#### [Exercise]
Find and return every line of the data that contains the word "riverbank".

[Saved data entries]
↓
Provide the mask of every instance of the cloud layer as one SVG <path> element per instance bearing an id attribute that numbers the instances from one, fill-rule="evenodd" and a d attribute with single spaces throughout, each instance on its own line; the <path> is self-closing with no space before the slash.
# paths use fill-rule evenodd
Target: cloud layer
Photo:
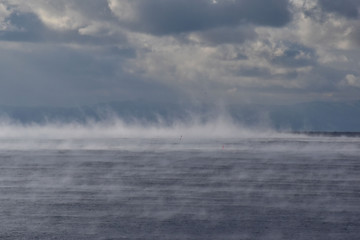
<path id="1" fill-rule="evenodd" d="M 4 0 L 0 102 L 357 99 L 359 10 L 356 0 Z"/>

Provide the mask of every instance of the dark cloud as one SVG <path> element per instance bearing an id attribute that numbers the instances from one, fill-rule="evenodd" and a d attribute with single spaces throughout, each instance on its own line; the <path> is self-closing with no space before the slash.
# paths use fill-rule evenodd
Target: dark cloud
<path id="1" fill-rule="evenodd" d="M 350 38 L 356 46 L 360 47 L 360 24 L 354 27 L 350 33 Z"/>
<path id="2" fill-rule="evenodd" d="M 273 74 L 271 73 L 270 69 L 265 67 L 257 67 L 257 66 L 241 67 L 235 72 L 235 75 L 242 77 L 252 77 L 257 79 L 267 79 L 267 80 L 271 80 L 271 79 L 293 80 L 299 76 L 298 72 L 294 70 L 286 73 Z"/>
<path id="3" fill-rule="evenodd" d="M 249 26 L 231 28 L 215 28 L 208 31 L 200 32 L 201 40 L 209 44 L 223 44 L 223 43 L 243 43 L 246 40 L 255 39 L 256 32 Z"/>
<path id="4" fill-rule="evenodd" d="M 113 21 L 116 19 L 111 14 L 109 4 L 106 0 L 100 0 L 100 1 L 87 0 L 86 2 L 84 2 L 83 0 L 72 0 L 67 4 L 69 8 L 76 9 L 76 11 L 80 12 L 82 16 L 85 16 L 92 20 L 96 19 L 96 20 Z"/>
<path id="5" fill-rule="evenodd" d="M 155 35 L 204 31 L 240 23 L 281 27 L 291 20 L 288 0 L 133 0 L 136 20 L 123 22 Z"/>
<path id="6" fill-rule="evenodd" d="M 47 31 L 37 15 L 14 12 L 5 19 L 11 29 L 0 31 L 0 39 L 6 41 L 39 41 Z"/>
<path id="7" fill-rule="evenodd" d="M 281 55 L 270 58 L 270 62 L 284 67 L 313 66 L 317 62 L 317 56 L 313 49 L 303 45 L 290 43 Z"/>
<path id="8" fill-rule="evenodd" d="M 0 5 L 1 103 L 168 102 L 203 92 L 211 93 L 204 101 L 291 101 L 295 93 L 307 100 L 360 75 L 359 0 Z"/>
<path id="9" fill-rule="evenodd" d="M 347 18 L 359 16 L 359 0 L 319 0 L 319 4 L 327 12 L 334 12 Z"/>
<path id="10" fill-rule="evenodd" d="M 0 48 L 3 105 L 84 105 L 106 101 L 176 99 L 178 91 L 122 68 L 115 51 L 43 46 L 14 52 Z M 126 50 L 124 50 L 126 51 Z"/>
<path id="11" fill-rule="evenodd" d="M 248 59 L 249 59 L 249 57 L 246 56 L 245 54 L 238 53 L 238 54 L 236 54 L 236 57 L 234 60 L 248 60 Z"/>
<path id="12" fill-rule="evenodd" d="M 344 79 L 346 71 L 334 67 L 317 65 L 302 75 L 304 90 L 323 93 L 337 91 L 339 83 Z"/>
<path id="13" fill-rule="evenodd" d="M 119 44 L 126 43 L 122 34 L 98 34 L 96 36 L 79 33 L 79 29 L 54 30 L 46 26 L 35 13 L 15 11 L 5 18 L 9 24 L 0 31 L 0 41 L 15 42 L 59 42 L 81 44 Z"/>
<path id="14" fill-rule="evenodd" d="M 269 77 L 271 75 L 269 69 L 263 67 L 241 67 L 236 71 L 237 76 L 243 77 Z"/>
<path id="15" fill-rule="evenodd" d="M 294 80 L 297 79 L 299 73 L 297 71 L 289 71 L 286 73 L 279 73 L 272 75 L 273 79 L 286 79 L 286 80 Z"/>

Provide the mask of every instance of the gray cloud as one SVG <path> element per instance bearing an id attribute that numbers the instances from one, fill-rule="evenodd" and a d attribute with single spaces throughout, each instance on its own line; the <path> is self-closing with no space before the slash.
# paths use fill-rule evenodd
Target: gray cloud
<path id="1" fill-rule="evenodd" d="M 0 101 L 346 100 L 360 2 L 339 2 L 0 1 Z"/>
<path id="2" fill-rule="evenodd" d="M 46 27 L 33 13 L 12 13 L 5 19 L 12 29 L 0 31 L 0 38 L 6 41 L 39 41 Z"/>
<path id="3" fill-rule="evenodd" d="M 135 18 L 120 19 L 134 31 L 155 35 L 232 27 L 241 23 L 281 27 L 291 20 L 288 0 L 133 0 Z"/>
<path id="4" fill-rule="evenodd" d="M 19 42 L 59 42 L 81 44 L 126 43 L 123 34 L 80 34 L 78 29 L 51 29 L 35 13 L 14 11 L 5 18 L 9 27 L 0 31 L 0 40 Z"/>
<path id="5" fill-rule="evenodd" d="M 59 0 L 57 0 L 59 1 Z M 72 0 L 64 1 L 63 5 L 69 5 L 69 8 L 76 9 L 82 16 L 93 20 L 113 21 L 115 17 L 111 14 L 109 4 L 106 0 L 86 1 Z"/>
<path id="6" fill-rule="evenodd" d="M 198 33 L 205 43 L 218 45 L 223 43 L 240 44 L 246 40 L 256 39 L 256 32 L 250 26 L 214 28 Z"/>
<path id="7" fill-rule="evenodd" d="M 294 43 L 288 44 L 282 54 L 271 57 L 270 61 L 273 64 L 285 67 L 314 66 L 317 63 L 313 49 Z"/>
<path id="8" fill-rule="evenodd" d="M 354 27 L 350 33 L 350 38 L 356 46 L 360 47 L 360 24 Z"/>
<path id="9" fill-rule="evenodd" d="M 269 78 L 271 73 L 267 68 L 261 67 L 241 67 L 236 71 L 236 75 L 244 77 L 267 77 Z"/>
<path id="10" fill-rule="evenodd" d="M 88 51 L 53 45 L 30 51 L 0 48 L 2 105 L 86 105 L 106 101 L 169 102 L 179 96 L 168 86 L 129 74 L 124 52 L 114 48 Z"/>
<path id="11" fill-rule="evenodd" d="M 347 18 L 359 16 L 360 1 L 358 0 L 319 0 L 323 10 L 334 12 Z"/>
↑
↓
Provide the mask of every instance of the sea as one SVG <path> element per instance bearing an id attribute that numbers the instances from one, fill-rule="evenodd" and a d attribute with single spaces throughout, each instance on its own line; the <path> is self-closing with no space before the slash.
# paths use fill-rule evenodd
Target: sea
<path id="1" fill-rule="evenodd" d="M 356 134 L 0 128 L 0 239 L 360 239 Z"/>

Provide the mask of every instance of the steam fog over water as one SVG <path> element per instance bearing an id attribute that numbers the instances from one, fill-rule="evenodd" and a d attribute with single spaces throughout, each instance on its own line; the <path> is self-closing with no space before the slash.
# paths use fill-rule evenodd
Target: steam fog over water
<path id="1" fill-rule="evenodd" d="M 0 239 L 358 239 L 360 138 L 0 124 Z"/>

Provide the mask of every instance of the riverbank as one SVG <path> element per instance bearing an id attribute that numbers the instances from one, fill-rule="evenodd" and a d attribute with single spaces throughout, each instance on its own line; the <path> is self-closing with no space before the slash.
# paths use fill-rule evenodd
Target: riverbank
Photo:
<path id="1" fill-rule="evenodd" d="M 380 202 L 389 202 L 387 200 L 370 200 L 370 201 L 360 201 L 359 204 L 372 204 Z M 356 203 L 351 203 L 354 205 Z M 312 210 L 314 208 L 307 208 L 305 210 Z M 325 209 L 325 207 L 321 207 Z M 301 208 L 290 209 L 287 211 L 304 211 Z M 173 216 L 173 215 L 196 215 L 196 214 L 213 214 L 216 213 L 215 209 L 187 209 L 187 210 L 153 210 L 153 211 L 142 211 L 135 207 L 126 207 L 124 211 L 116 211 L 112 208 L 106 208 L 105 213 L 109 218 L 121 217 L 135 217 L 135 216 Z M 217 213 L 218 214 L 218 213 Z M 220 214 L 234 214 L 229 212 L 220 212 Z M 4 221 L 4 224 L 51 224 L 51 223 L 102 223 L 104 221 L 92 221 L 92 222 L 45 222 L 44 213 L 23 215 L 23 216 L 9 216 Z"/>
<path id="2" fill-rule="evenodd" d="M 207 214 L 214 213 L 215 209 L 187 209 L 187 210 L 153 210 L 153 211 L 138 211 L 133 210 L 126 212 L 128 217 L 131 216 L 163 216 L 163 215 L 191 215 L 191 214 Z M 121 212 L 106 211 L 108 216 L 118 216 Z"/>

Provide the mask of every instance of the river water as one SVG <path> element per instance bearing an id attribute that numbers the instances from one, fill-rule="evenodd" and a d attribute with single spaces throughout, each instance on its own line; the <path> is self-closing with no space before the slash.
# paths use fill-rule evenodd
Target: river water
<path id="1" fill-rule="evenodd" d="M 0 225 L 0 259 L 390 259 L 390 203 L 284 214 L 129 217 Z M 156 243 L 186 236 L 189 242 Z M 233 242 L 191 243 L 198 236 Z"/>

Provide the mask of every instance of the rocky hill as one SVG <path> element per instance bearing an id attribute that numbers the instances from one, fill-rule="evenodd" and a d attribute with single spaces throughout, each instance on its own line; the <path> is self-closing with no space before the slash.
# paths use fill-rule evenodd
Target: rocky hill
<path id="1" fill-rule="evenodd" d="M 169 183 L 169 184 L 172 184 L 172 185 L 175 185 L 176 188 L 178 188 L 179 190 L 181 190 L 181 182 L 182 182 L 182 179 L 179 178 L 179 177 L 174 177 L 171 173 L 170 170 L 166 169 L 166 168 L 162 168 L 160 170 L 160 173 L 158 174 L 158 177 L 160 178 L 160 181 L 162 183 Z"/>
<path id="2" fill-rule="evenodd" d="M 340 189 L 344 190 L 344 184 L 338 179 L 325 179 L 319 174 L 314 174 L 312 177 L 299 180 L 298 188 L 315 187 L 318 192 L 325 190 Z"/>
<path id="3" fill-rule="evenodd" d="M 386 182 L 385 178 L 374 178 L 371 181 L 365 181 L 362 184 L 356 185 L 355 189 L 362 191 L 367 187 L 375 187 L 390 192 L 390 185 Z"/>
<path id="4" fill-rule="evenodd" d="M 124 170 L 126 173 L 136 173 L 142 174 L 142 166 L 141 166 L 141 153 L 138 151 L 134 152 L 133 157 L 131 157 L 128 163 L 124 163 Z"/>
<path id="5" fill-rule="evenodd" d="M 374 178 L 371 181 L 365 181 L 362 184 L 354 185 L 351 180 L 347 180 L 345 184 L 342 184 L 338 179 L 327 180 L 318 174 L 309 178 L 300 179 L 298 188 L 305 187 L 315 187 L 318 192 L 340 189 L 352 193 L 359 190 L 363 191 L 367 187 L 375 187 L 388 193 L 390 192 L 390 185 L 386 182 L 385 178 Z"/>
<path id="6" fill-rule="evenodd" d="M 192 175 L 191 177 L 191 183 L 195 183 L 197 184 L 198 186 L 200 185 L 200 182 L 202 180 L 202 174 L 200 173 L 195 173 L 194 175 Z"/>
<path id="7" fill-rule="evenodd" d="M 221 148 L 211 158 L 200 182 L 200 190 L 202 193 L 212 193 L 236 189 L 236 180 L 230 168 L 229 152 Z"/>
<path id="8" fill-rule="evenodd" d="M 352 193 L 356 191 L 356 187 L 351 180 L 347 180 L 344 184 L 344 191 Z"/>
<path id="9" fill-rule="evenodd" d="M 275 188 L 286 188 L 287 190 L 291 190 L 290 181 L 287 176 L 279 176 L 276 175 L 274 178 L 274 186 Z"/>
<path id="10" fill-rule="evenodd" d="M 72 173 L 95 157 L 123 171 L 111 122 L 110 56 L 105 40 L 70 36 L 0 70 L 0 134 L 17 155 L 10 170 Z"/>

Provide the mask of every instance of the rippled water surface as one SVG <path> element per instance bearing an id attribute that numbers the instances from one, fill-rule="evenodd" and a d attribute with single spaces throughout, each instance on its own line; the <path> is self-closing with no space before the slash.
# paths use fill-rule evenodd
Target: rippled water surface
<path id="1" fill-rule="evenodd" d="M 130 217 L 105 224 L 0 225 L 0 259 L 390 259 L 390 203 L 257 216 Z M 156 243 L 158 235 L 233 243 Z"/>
↑
#### [Answer to this exercise]
Provide the mask of every instance of the riverbank as one SVG <path> element per instance bearing an id attribute that numbers the instances from one, fill-rule="evenodd" and a d attribute with single spaces throughout, each instance on its own line; the <path> is self-closing with no space before the slash.
Target: riverbank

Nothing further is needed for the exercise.